An exact transcription of all the records below is required, without any images.

Saved data entries:
<<<<

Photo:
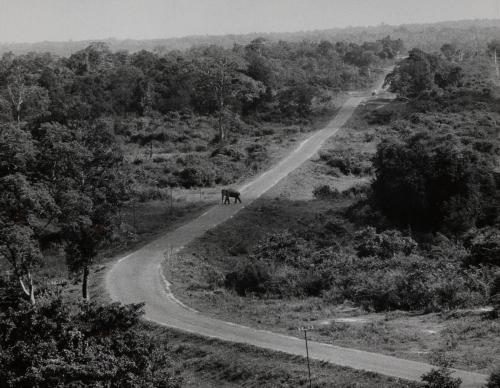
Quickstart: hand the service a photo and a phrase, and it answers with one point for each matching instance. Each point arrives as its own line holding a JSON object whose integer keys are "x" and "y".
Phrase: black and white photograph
{"x": 250, "y": 193}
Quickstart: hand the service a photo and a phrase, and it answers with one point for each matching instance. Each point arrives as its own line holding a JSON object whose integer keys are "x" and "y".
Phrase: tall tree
{"x": 222, "y": 82}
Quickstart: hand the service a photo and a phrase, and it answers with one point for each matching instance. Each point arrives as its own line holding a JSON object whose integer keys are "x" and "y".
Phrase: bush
{"x": 495, "y": 294}
{"x": 434, "y": 183}
{"x": 248, "y": 278}
{"x": 325, "y": 192}
{"x": 440, "y": 378}
{"x": 196, "y": 177}
{"x": 347, "y": 161}
{"x": 494, "y": 379}
{"x": 383, "y": 245}
{"x": 484, "y": 245}
{"x": 53, "y": 344}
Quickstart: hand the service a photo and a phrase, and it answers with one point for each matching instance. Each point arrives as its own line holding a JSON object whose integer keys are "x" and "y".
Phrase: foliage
{"x": 494, "y": 379}
{"x": 495, "y": 293}
{"x": 383, "y": 245}
{"x": 53, "y": 344}
{"x": 441, "y": 378}
{"x": 422, "y": 73}
{"x": 325, "y": 192}
{"x": 484, "y": 246}
{"x": 433, "y": 182}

>>>>

- [Task result]:
Photo:
Quickstart: hand the service a photo and a phrase, and it answers with one point for each matching instance. Each point arrives as its own line holding a JSON object whose integer keys are "x" and "y".
Phrase: black and white photograph
{"x": 250, "y": 193}
Quickstart: hand the service a photo and a phrase, and it answers with one point for each matching instance. Each point arrives as its own line holding a JSON object whose integer keys are "x" and "y".
Phrase: tall tree
{"x": 222, "y": 82}
Quickstart: hand the service a photo and a phrase, and it answers with one point for each matching instance. Each point arrives as its own line holding a JSON object whose integer keys are "x" and "y".
Phrase: bush
{"x": 495, "y": 294}
{"x": 434, "y": 183}
{"x": 248, "y": 278}
{"x": 325, "y": 192}
{"x": 440, "y": 378}
{"x": 196, "y": 177}
{"x": 347, "y": 161}
{"x": 494, "y": 379}
{"x": 383, "y": 245}
{"x": 484, "y": 245}
{"x": 53, "y": 344}
Quickstart: hand the service a photo and a phrase, and it answers with one point for each matching instance. Each point arrives as its own line holding a JSON object whose integer keys are "x" and "y".
Phrase: foliage
{"x": 494, "y": 379}
{"x": 495, "y": 293}
{"x": 383, "y": 245}
{"x": 53, "y": 344}
{"x": 441, "y": 378}
{"x": 422, "y": 73}
{"x": 325, "y": 192}
{"x": 484, "y": 246}
{"x": 433, "y": 182}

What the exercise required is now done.